▶ **Problem to work on**
Please copy the records from their start through the line that contains "0, 107, 10]]", with both ends included and the requests kept as they are. In the answers on those lines, shift every bounding-box coordinate by adding 88 to it.

[Detection annotation records]
=-=-=-=-=

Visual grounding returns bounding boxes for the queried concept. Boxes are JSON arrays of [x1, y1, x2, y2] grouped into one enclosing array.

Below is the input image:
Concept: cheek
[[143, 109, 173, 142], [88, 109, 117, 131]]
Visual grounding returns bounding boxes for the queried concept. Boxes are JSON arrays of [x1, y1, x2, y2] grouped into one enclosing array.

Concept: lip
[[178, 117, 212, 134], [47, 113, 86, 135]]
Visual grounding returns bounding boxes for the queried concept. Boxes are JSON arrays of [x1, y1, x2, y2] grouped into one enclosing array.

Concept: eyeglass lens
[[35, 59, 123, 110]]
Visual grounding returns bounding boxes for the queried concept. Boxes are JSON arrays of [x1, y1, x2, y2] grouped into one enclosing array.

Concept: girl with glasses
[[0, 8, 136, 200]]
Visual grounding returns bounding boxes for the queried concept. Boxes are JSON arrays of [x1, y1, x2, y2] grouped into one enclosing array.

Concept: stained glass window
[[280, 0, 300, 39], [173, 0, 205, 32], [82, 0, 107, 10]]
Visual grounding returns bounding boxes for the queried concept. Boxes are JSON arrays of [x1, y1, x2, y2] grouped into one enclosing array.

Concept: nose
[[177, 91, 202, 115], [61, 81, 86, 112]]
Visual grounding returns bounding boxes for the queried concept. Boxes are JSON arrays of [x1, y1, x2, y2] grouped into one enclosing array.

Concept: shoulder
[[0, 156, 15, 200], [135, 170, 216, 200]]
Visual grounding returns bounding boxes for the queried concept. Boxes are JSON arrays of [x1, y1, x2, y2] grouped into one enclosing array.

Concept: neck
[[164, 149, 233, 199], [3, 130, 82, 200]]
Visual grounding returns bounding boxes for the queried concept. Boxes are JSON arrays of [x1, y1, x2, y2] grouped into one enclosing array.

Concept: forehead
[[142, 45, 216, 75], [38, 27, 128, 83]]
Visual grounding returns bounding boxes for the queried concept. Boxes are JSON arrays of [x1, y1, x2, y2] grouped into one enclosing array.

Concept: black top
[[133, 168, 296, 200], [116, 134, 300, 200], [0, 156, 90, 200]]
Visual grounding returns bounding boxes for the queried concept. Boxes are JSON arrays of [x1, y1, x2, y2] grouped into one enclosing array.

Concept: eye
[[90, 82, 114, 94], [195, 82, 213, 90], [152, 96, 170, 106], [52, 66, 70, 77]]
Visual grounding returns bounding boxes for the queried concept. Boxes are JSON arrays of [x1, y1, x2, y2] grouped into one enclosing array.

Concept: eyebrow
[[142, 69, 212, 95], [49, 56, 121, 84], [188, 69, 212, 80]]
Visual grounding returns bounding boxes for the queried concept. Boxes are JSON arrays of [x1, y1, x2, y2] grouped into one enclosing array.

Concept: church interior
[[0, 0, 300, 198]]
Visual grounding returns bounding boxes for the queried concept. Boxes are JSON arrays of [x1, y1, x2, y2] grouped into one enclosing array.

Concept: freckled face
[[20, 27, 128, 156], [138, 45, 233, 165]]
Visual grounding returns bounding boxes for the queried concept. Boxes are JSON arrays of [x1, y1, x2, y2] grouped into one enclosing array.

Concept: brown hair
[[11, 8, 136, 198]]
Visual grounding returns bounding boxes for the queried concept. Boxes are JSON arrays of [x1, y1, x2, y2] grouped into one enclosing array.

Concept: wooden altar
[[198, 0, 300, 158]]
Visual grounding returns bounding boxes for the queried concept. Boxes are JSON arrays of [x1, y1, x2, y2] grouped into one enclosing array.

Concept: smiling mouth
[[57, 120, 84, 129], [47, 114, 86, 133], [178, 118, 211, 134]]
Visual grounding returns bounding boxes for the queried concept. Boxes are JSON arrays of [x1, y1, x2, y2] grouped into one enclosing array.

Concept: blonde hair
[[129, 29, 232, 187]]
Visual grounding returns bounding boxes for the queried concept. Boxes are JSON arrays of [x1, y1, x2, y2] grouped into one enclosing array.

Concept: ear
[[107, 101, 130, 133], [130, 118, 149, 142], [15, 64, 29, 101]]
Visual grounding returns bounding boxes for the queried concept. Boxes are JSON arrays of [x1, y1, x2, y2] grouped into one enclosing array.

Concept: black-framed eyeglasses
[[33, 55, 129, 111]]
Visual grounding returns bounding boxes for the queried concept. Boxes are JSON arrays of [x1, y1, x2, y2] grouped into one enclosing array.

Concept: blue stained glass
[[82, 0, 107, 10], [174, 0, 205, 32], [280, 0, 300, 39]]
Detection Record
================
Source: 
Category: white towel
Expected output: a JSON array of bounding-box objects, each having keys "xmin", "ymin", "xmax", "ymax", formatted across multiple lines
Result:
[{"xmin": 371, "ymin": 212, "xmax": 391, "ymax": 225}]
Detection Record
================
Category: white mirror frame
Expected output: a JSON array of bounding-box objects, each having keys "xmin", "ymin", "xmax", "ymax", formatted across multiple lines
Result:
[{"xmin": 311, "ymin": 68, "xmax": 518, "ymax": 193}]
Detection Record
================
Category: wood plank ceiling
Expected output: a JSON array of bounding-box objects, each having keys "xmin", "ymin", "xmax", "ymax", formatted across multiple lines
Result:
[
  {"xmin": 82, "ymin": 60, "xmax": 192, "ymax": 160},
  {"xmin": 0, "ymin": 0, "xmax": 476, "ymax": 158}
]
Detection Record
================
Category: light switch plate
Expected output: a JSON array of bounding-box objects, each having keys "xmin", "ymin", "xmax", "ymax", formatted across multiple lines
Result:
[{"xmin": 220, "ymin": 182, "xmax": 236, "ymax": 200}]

=-=-=-=-=

▶ **Task output**
Visual grounding returns bounding boxes for the queried concept. Boxes are JSON arrays of [x1, y1, x2, y2] grouped into one enclosing array.

Below is the input image:
Concept: cheek
[[231, 197, 261, 230], [176, 197, 205, 219]]
Visual grounding returns bounding boxes for the queried concept. Boxes are JSON arrays of [x1, y1, x2, y2] grouped into one enclosing array.

Concept: lip
[[266, 205, 300, 222], [135, 201, 174, 223]]
Visual grounding returns bounding boxes for the queried concept. Boxes are JSON arrays of [x1, y1, x2, y2] grouped into one enclosing array.

Concept: eyeglass lens
[[123, 147, 211, 198]]
Visual grounding returns bounding boxes for the queried concept. Boxes are JSON arrays of [x1, y1, x2, y2] grouped into one enclosing array.

Concept: girl with glasses
[[88, 96, 224, 288]]
Visual grounding returns bounding boxes for the queried concept. Boxes are JSON arrays of [x1, y1, x2, y2] grouped into one enclosing array.

Concept: stained glass window
[[368, 88, 388, 127], [261, 88, 293, 120], [170, 88, 195, 98]]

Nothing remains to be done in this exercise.